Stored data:
============

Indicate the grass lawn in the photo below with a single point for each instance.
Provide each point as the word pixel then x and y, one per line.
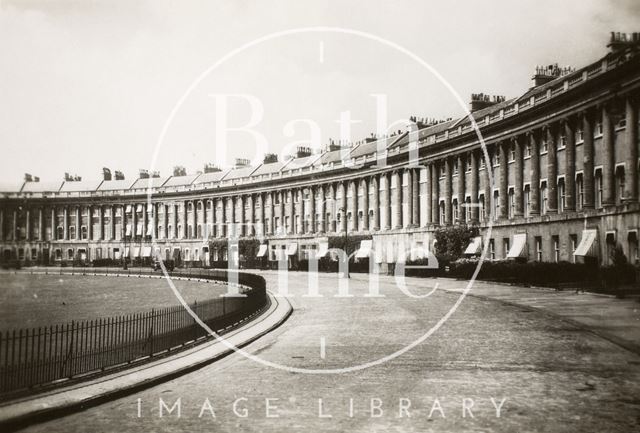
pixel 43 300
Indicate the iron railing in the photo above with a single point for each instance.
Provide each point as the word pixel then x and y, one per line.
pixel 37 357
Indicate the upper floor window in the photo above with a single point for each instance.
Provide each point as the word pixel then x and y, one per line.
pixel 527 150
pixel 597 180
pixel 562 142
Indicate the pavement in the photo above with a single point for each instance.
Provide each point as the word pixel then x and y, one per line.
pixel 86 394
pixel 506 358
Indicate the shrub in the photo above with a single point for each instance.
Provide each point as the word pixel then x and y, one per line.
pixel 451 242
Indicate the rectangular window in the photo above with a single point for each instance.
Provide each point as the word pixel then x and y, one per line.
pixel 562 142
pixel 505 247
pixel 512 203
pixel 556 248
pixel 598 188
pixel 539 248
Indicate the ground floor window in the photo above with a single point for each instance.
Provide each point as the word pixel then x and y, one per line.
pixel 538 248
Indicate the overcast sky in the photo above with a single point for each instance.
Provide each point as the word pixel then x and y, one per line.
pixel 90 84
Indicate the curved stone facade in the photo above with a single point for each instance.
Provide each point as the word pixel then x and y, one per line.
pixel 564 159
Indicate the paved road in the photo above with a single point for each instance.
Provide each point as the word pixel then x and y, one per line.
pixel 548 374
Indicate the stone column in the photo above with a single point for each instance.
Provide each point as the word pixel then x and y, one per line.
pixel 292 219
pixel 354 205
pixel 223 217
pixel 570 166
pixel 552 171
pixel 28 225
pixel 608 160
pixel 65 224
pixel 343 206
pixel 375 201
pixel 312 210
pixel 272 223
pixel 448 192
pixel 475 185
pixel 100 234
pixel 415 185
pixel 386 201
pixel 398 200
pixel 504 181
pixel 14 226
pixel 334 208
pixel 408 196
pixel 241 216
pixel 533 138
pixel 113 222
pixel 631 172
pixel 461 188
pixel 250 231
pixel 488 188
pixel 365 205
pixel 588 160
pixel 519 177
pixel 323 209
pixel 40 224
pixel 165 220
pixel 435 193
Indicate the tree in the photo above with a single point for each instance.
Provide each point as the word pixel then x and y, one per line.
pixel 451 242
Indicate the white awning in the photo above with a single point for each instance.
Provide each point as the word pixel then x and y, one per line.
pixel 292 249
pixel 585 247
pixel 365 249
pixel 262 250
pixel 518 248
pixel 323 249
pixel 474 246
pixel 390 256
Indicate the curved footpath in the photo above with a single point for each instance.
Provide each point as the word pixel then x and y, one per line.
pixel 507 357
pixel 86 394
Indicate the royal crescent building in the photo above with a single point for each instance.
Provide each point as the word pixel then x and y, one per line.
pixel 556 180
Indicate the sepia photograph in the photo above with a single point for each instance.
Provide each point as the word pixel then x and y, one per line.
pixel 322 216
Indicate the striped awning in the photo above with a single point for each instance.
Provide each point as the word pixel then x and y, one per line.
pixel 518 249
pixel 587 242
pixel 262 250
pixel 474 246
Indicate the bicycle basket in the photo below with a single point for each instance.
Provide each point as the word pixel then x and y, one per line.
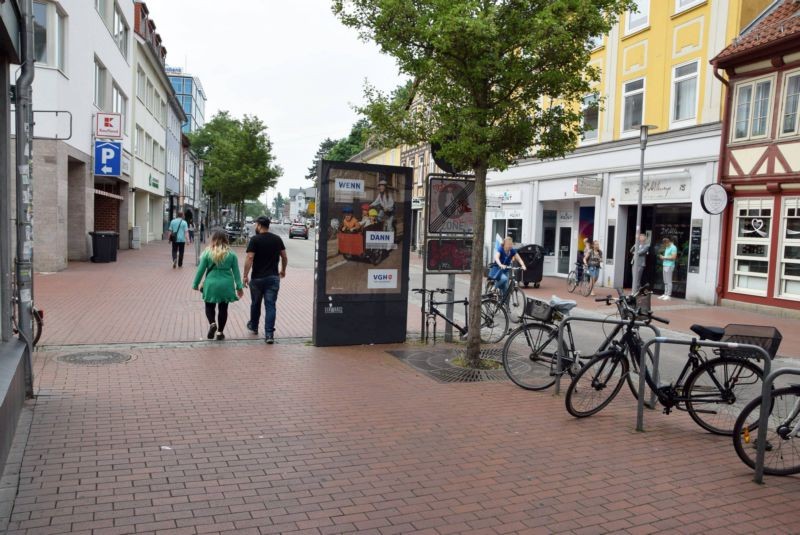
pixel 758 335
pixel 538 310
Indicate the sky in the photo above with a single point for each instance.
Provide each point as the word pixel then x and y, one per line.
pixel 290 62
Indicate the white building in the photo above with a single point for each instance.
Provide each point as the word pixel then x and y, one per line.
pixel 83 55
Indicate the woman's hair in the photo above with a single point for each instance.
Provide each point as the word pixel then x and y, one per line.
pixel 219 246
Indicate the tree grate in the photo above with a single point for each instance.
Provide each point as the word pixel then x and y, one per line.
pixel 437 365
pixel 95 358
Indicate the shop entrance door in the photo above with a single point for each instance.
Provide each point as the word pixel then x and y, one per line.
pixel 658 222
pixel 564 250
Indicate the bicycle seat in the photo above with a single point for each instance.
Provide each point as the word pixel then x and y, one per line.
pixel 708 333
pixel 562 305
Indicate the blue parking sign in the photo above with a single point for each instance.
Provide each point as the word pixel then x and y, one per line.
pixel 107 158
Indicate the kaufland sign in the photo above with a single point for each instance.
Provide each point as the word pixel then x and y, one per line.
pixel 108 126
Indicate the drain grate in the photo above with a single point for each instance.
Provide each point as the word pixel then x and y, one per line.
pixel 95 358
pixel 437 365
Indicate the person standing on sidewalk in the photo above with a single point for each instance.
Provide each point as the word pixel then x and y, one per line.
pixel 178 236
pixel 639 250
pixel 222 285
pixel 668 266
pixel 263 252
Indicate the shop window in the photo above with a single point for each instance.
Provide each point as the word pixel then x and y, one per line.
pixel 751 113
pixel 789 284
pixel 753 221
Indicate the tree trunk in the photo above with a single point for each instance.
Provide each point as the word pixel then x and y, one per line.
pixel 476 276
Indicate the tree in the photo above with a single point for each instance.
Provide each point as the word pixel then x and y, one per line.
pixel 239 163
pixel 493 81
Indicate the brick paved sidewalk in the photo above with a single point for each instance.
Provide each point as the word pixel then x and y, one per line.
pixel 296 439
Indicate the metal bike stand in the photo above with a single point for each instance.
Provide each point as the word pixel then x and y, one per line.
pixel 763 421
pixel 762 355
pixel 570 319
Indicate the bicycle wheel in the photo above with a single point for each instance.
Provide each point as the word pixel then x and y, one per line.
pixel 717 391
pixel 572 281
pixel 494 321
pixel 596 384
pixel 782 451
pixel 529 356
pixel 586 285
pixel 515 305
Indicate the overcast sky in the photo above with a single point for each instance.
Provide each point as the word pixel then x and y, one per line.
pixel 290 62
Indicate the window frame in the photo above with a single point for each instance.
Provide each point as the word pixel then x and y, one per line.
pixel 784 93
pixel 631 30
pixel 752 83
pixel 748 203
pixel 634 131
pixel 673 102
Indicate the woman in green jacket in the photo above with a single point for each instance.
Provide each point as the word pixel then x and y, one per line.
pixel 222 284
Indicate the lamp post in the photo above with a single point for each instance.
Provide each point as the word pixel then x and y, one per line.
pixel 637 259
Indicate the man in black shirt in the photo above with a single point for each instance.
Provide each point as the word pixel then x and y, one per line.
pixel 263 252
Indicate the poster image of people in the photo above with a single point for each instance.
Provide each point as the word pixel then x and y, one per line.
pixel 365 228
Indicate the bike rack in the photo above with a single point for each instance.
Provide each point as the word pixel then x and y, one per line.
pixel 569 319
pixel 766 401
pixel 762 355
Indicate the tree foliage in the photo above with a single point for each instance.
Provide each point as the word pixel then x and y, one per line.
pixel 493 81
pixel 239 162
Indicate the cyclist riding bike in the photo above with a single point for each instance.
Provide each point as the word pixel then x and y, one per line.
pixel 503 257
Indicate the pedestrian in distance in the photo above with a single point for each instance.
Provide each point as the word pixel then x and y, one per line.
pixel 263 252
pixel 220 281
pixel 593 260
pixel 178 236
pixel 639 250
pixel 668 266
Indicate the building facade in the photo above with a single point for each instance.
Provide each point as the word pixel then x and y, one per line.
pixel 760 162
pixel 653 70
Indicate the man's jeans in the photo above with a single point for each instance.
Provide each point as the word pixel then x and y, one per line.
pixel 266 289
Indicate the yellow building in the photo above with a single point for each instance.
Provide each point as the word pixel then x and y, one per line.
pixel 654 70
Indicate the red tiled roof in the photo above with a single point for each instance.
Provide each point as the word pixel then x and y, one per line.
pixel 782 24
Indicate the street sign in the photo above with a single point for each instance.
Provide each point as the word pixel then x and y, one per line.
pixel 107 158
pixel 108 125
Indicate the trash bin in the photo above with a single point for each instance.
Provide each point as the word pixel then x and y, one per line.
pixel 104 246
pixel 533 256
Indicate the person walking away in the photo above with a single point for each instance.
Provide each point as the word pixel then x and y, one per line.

============

The task: Starting at the line containing "Indicate the paved" and ending at the line containing "pixel 548 374", swap "paved road" for "asphalt street" and write out those lines again with everything else unchanged.

Answer to this problem:
Indicate the asphalt street in the photo above with a single point for each instance.
Provide each point as the word pixel then x and y, one per line.
pixel 548 374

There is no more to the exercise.